» **Énoncé**: Rédigez la suite du texte sur la progression de l'intolérance religieuse en France, en commençant après sa dernière phrase.

Ce qui s’est passé à Conflans Saint-Honorine est une autre marque de « l’avancée » de l’intolérance religieuse en France, après Charlie Hebdo et l’Hypercacher, sans compter les mises en cause constantes et sourdes des fondements de la République : la liberté de croire ou de ne pas croire, l’égalité des sexes, la fraternité pour développer un projet du mieux-être ensemble.

 

Chaque fois, on pense que réactions atterrées, menaces et sanctions vont faire leur effet. On imagine aussi que les formations de toutes sortes – en allant de l’histoire à la gymnastique, les analyses – économiques ou sociologiques, les explications philosophiques et morales vont suffire. Mais non.

 

Car le mal est profond, celui qui fait laisser passer les « petits manquements », les « grignotages » des règles, avec nos « petits renoncements ». C’est cette baisse de notre vigilance à défendre nos principes quotidiens qui nous fait passer à côté de ce qui a lieu autour de nous, lire seulement le titre de l’article, et uniquement s’il est accrocheur, pas le texte, trop long. C’est ce qui ne nous fait pas comparer, analyser, nous poser, pour approfondir et réagir. Ecouter les chaînes de télévision en continu qui répètent leurs breaking news sans toujours les vérifier, n’aide pas. Suivre ces réunions d’experts omniscients, « économistes », « politologues » et désormais « virologues », qui s’affrontent à coup de propos péremptoires, parfois opposés entre eux mais toujours à Macron, quitte à changer ensuite d’analyse sans explication, fait plus monter la tension que le savoir et la sagesse. Le COVID-19 nous a habitués à ceux qui annoncent que l’épidémie va disparaître, puis (peu après) qu’elle revient, mais plus dangereuse, sans qu’on les mette face à leurs contradictions. C’est le virus de l’intolérance qui se répand, sur fond d’ignorance et de peurs si l’on veut, mais plus encore d’un « laisser dire » coupable. La liberté d’expression implique le devoir de contrôle et de contestation. Au temps des réseaux dits « sociaux », c’est la responsabilité du « social » que de faire adopter ces « gestes barrières ».

» **Données fournies**:
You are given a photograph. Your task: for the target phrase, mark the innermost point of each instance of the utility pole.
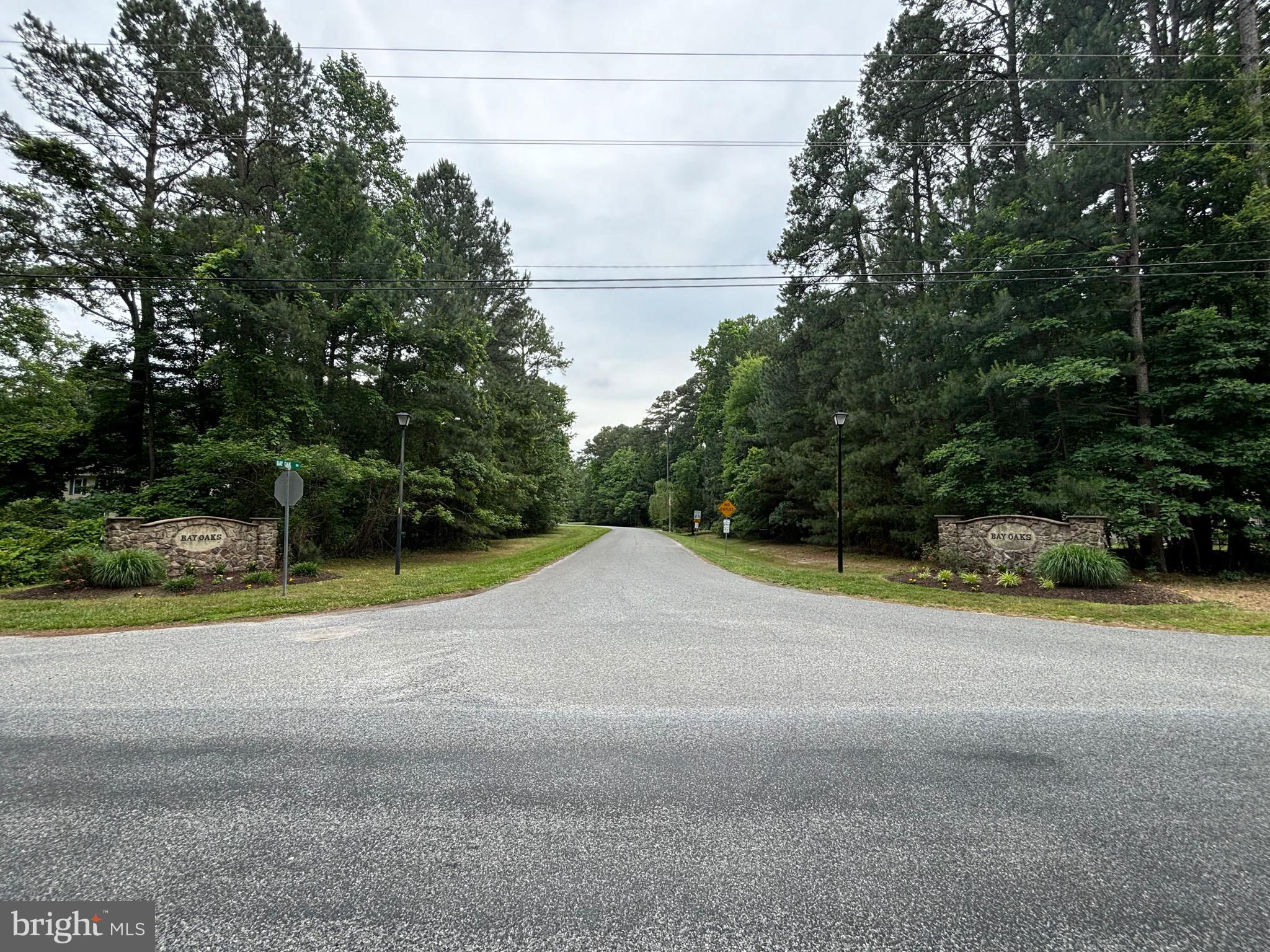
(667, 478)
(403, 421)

...

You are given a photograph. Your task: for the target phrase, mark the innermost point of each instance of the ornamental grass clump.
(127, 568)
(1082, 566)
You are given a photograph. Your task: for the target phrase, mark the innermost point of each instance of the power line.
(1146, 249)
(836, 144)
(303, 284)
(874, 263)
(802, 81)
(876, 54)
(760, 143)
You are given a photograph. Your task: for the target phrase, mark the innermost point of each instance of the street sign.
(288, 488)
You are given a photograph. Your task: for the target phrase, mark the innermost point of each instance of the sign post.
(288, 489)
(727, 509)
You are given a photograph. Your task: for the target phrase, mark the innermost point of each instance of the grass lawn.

...

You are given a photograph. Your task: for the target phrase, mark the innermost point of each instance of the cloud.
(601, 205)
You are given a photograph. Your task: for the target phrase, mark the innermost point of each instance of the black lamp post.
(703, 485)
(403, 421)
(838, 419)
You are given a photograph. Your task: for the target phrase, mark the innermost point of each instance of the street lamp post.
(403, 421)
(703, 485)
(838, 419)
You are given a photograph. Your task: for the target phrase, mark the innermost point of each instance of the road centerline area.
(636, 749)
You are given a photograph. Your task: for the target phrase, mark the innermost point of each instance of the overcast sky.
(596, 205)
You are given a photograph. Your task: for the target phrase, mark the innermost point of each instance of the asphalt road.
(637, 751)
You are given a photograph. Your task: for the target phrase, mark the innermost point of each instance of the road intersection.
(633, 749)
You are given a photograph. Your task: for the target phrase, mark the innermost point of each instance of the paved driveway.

» **Résultat**:
Le terrain des croyances est, pour le virus de l’intolérance, le plus propice. Le besoin de croire est un des plus profonds chez beaucoup d’humains. Or, les religions ne sont pas vérifiables, puisqu’il s’agit de foi et de mystères, mais seulement comparables, pour chercher ce qui les unit. Relier les religions concerne l’homme de foi. Les éclairer, différencier, comparer concerne le citoyen. Ce partage des responsabilités est la base de la laïcité et renvoie… à l’évangile de Matthieu. Les pharisiens demandent à Jésus : « est-il permis, oui ou non, de payer l’impôt à César, l’empereur ? ». Si Jésus répond : « oui », c’est « un collabo ». S’il répond : « non », c’est « un rebelle » dont les Romains s’occuperont, car ils seront bientôt mis au courant. On connaît la suite : « Montrez-moi la monnaie de l’impôt » dit Jésus, et ils lui présentent un denier. Alors Jésus poursuit : « Cette effigie et cette inscription, de qui sont-elles ? ». La réponse est évidente : « de César », ce à quoi Jésus répond : « Rendez donc à César ce qui est à César, et à Dieu ce qui est à Dieu. » De fait, il s’agit là de deux ordres : celui de la foi et celui de la cité. Ceci ne veut surtout pas dire que les hommes de foi n’ont pas à s’occuper de la cité, du « social », mais qu’ils doivent le faire en fonction des règles de la cité et selon leur foi, pour aider à un meilleur quartier, à une meilleure ville, à une meilleure vie.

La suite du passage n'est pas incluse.